> **WHAT THIS TASK INVOLVES**
Copy the entries from the line containing "of the brick" through the line containing "x=243 y=114", inclusive, swapping every "thickest part" for "widest part" and changing nothing else.

┌──

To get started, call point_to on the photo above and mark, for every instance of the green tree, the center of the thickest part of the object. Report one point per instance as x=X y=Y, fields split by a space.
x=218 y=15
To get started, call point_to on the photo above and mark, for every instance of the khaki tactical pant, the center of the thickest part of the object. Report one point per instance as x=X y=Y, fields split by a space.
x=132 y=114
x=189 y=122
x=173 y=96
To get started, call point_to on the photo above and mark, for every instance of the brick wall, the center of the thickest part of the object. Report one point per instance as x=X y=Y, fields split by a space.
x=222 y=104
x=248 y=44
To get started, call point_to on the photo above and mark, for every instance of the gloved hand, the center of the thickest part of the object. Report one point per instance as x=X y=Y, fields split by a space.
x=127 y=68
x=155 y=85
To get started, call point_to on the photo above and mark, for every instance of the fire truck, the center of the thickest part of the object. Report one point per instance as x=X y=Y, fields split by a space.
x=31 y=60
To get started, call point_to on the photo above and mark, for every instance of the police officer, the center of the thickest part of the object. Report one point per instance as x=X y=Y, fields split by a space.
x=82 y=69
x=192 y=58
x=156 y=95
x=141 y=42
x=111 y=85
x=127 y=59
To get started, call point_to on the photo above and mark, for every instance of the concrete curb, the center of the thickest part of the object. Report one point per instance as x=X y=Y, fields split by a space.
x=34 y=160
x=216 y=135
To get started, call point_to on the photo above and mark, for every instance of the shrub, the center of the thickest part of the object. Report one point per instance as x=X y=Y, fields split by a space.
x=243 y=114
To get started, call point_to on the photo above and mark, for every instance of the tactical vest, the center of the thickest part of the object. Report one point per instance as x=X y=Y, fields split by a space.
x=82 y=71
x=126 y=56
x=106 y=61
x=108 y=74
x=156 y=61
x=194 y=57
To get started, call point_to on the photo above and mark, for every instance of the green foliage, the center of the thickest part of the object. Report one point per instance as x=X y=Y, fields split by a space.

└──

> **CORRECT RESPONSE**
To get started, call point_to on the photo above and mark, for every instance of the brick wall, the center of the widest part of the object. Report one point per instance as x=X y=Y, fields split by a space.
x=222 y=104
x=248 y=44
To get started, call point_to on the photo above and mark, for every instance of the gloved hand, the center of the widest part of the object. Report one point per instance as x=X y=Y, fields split by a space.
x=127 y=68
x=155 y=85
To get started, call point_to on the photo above and mark, for every instance of the fire truck, the center of the widest part of the object. Report one point per instance as x=X y=Y, fields split by a space.
x=31 y=60
To get started, call point_to on the photo above and mark, for every instance of the police officer, the center of the widest part of the object. Report one point per instance as x=X y=Y, fields split by a space.
x=82 y=69
x=192 y=58
x=156 y=95
x=141 y=42
x=111 y=85
x=127 y=59
To get started, call point_to on the photo above and mark, for every instance of the concrete curb, the center of the widest part of the object. Report one point per instance as x=X y=Y, fields split by a space.
x=34 y=160
x=216 y=135
To get started, call point_to on the photo above and mark, for every instance of the shrub, the center of the widest part of the object. Report one point per instance as x=X y=Y, fields split by a space.
x=243 y=114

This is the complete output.